**** RAW DATA ****
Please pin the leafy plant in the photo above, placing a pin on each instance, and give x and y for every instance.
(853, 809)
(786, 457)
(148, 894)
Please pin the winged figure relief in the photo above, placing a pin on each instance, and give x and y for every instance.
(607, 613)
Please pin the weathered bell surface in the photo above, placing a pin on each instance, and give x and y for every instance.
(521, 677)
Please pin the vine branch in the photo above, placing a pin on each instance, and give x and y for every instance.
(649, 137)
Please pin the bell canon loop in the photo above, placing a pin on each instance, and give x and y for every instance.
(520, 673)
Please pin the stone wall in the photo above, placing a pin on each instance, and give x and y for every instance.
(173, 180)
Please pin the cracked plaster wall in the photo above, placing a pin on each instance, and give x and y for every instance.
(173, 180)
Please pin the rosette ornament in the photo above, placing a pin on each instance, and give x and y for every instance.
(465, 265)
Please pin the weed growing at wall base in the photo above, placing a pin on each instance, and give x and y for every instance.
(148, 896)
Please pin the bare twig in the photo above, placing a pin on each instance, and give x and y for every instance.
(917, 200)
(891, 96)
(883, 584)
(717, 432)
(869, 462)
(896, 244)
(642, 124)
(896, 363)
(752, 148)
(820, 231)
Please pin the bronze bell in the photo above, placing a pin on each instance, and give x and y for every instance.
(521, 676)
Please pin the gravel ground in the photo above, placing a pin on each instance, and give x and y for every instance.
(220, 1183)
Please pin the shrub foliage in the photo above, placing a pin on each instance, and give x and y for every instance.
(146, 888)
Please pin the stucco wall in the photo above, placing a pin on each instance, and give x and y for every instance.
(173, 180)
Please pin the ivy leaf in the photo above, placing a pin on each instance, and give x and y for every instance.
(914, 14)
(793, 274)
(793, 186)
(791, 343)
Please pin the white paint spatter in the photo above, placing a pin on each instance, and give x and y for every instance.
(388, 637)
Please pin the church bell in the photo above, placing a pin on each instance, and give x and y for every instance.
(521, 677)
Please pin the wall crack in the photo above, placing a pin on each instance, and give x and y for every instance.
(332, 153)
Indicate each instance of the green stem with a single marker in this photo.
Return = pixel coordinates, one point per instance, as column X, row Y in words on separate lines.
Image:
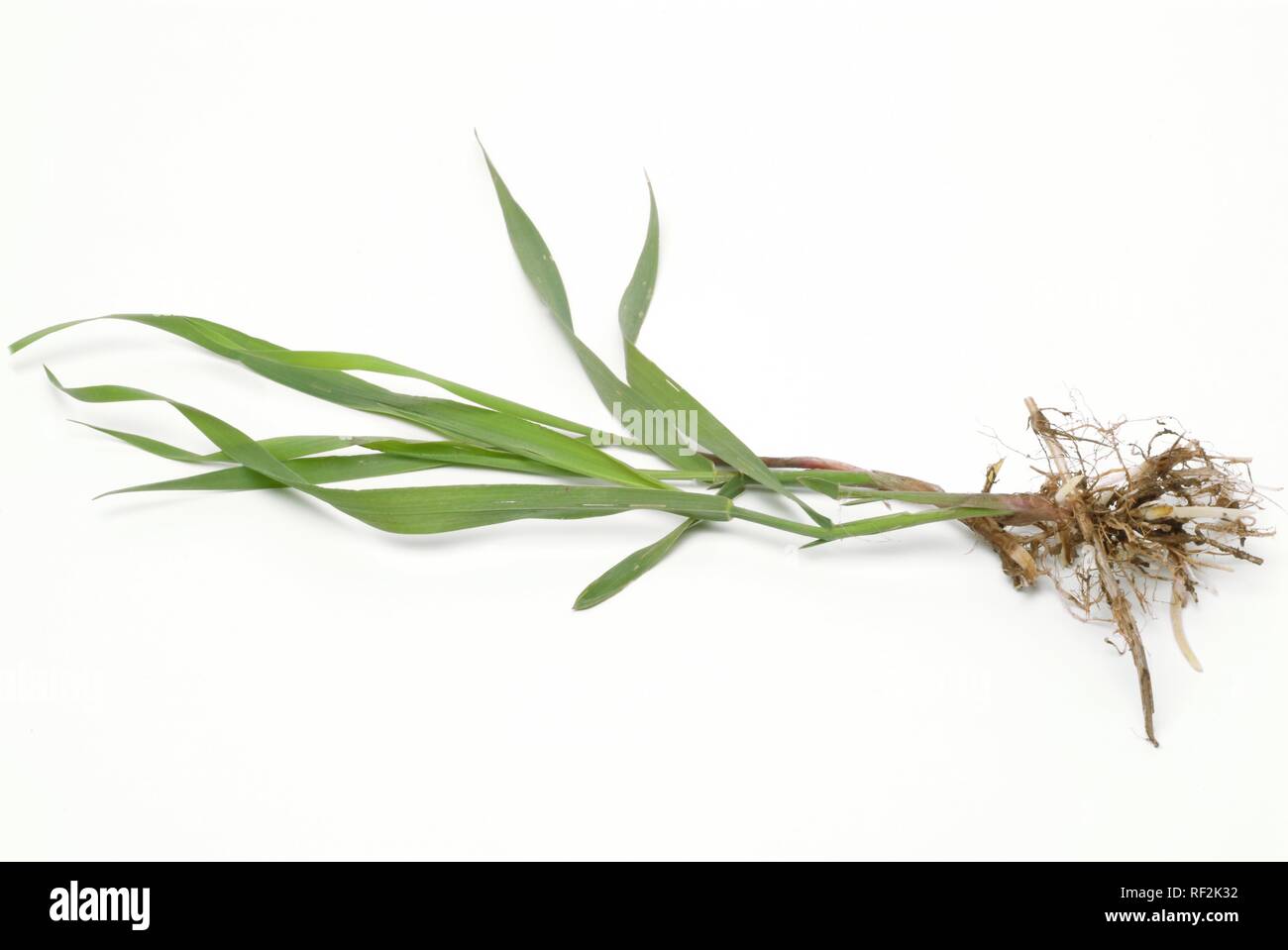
column 809, row 531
****
| REQUIREMENT |
Reproduce the records above exactly, leaving out every picture they contain.

| ANSWER AREA |
Please pin the leafy plant in the photo above, placing a pin on each instance, and give x and y for every instance.
(853, 809)
(786, 457)
(148, 894)
Please pin the winged figure relief in the photo above, placing a pin on each instance, and give x and y for every instance.
(607, 613)
Please pin the weathered bell surface in the photo above, placing a pin on each instance, and give x and y for every instance.
(521, 677)
Please pin the vine branch in the photo above, placing a pin on each instance, and give x and y for every instance.
(649, 137)
Please pin the bell canon loop in the photo above, placing a pin on each instance, and give x and y for every instance.
(520, 673)
Please pin the stone wall in the photo above, placing a pin on each instance, and give x and y for every instance.
(173, 180)
Please pin the cracked plaster wall in the photo above, placing a pin on each instance, and give x and y for every instance.
(173, 180)
Please pin the rosette ornament in the photo above, placing a pin on each instance, and give x and y for every instance.
(465, 265)
Please pin the weed growing at wall base in the photo above, placing a pin on each instance, and give x and y for every instance.
(148, 896)
Please pin the bare twig in the photo above, placing a pin on each instance, and give x and y for every instance.
(917, 200)
(891, 96)
(883, 584)
(717, 432)
(869, 462)
(896, 244)
(642, 124)
(896, 363)
(752, 148)
(820, 231)
Please pin the bronze bell in the photo above, placing a pin on each instance, and give x and y for every instance.
(521, 676)
Please pin the gravel ground in the photo above, placing a pin on each instance, and give x and y for every instance.
(220, 1183)
Please pin the shrub foliage in the photo above, placing a pin on each instance, and give x and y for every instance.
(146, 888)
Please pin the stucco wall in the photo above, placing a pin on each instance, and give x and y for every instance.
(173, 180)
Please pin the ivy leaf in the photo above, placing a pin on each instance, and give x and y for every instance.
(914, 14)
(793, 274)
(793, 186)
(791, 343)
Please pin the white paint spatter in the photo above, placing a pin on each instance, and give x and y for every instance.
(388, 637)
Please pin the church bell in the photo above, placing a pin on each instance, and give x and y for every instance.
(521, 677)
Please pin the wall crack in the photo above, placing a pin on each instance, and give x and y for every instance.
(332, 153)
Indicate each instance of the green stem with a single marker in this photo.
Return = pixel coordinates, one point per instance, as column X, row Y in words on separate lines.
Image:
column 809, row 531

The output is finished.